Rumusan Soal A. Menurut kutipan tentang tawakal, apa nama tingkat tawakal yang pertama?
Rumusan Soal B. Salin tanpa perubahan bagian kutipan tentang tawakal, dimulai dari kata-kata yang memuat "Jadi, tawakal yang" dan berhenti setelah "Mutawassittah ( pertengahan)".

Kutipan Bacaan.
━━━━

Tawakal dalam mencari kebutuhan dan
keberuntungan duniawi, serta dalam menolak kemudharatan dan kesulitan.
2. Tawakal dalam meraih apa yang
dicintai oleh Allah berupa iman, keyakinan, jihad, dan dakwah.
Diantara kedua macam tawakkal tersebut, terdapat karunia
yang tiada terhitung. Jika seorang hamba bertawakal dalam meraih poin ke-2 (
keimanan dan keyakinan, jihad, dan dakwah) dengan sebaik-baik tawakal maka
Allah Azza wa jalla akan menjaminnya terhadap poin pertama ( kebutuhan
dunianya) dengan jaminan yang sempurna dan utuh. Jika seorang hamba bertawakal
dalam meraih keberuntungan duniawi atau dalam menolak kesulitan dan bencana, ia
pun akan dijamin oleh Allah ( dengan mendapatkan apa yang diinginkannya itu),
tapi ia tidak memperoleh poin yang kedua. ( keyakinan, iman, dan jihad). Yang
dicintai Allah.
Jadi, tawakal yang paling baik ialah tawakal dalam meraih
atau mempertahankan hidayah dan tauhid dalam mengikuti RasulluAllah serta
berjihad memerangi kebatilan.
C.
Tawakkal terdiri dari tiga tingkatan
yaitu:
1. Tingkat Bidayah ( pemula) :tawakkal
dalam tingkat hati yang selalu merasa tentram terhadap apa yang sudah dijanjikan Allah.
2. Tingkat Mutawassittah ( pertengahan)
: tawakla pada tingkat hati yang merasa cukup menyerahkan segala urusan kepada
Allah karena yakin bahwa Allah mengetahui keadaan dirinya.
3. Tingkat nihayah ( terakhir) : pada
tingkat ini terjadi penyerahan diri seorang pada rida atau merasa lapang
menerima segala ketentuan Allah.
D. Tawakal Bukan Pasrah
Banyak orang yang menyangka bahwa tawakal itu adalah pasrah
secara keseluruhan, maka ini adalah anggapan yang tidak benar. Akan tetapi
seorang mukmin jika beribadah kepada Allah mereka bertawakal, tetapi tidak
seperti yang dipahami oleh orang-orang yang bodoh yakni tawakal adalah sekedar
ucapan di bibir tanpa dipahami akal, membuang sebab-sebab, tidak mau kerja,
merasa puas dengan kehinaan dibawah bendera tawakal kepada Allah ta’ala, dan
ridlho dengan takdiryang terjadi padanya. Bahkan seorang mukmin memahami bahwa
tawakal itu merupakan bagian dari imannya dan aqidah ialah ta’at kepada Allah
dengan menghadirkan semua sebab yang diperlukan dalam semua perbuatan yang
hendak ia kerjakan. Ia tidak berambisi kepada buah tanpa memberikan sebab
sebabnya. Perhatikan dalil-dalil berikut
Dan barang siapa yang bertawakal
kepada Allah niscaya Allah akan mencukupkan (keperluan)nya.(Qs.Thalaq:3)[2][3]
Dalam ayat ini Allah berjanji akan memberikan kecukupan
kepada orang-orang yang bertawakal termasuk rizki. Apakah artinya seseorang
tidak berupaya dan tidak kerja lantas tiba-tiba memperoleh rizki dari langit ?

━━━━

Entri pelabelan lokasi gambar.

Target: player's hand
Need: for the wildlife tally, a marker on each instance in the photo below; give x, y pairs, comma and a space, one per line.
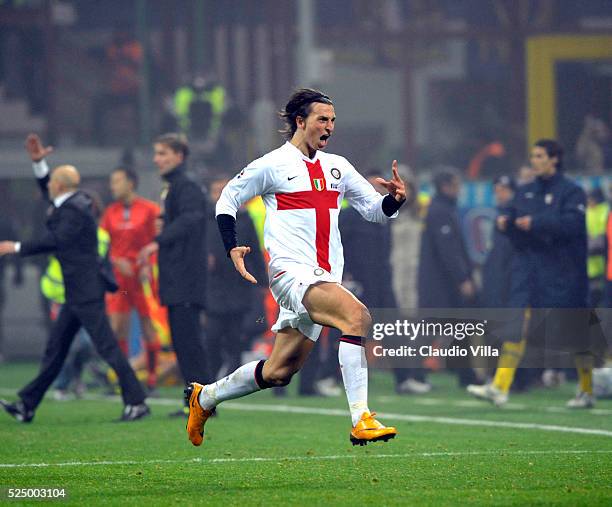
395, 186
7, 247
124, 266
523, 223
146, 252
502, 222
237, 254
35, 148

━━━━

Hasil Tugas A. Tingkat Bidayah, yaitu tingkat pemula.

Hasil Tugas B.
Jadi, tawakal yang paling baik ialah tawakal dalam meraih
atau mempertahankan hidayah dan tauhid dalam mengikuti RasulluAllah serta
berjihad memerangi kebatilan.
C.
Tawakkal terdiri dari tiga tingkatan
yaitu:
1. Tingkat Bidayah ( pemula) :tawakkal
dalam tingkat hati yang selalu merasa tentram terhadap apa yang sudah dijanjikan Allah.
2. Tingkat Mutawassittah ( pertengahan)